### Task data

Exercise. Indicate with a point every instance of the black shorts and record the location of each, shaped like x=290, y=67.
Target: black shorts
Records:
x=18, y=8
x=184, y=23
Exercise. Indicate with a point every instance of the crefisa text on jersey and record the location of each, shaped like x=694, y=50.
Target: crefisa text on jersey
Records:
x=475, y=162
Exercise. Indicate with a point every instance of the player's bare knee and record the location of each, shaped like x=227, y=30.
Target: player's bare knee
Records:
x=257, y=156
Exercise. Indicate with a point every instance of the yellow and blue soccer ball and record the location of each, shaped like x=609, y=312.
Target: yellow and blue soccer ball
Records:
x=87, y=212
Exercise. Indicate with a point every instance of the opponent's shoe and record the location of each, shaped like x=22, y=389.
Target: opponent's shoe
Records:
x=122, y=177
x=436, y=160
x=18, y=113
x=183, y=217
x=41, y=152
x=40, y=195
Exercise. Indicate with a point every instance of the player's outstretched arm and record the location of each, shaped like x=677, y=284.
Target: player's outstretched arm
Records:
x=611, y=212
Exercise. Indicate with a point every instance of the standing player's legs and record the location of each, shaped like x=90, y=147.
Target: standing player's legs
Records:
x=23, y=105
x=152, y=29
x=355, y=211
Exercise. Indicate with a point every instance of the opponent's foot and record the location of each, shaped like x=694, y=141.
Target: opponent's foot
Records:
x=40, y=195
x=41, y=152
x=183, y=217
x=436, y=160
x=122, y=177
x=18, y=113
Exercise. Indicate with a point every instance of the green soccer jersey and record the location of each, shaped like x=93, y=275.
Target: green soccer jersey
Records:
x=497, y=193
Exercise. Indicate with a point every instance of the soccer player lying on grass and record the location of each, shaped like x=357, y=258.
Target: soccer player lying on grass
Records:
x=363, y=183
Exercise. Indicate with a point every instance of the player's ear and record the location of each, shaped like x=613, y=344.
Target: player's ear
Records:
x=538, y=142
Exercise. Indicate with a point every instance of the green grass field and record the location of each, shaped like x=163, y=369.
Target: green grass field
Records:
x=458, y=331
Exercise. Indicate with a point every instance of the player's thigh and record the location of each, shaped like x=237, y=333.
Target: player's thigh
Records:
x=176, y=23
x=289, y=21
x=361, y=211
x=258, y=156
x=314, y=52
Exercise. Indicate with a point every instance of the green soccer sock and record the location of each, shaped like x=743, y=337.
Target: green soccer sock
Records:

######

Task goal ->
Copy out word for word the lines of the records, beginning with the line that contains "like x=613, y=344." and continuing through the end of the records.

Exercise output ->
Exercise. Indicate with a point every instance of the player's ear and record the location of each, shaped like x=613, y=344.
Target: player's ear
Records:
x=538, y=142
Exercise. Indicate with a point every instance of the green grass field and record the location of each, shaped like x=163, y=369.
Target: green grass field
Records:
x=458, y=331
Exercise. Indicate with a point every instance of the player's thigh and record the location of each, shaped like x=237, y=333.
Target: player's thigh
Records:
x=176, y=23
x=289, y=21
x=361, y=211
x=258, y=156
x=314, y=52
Exercise. Indicate with a point every instance of the green soccer sock and record the location of each, shaped like x=743, y=337.
Target: green soccer sock
Records:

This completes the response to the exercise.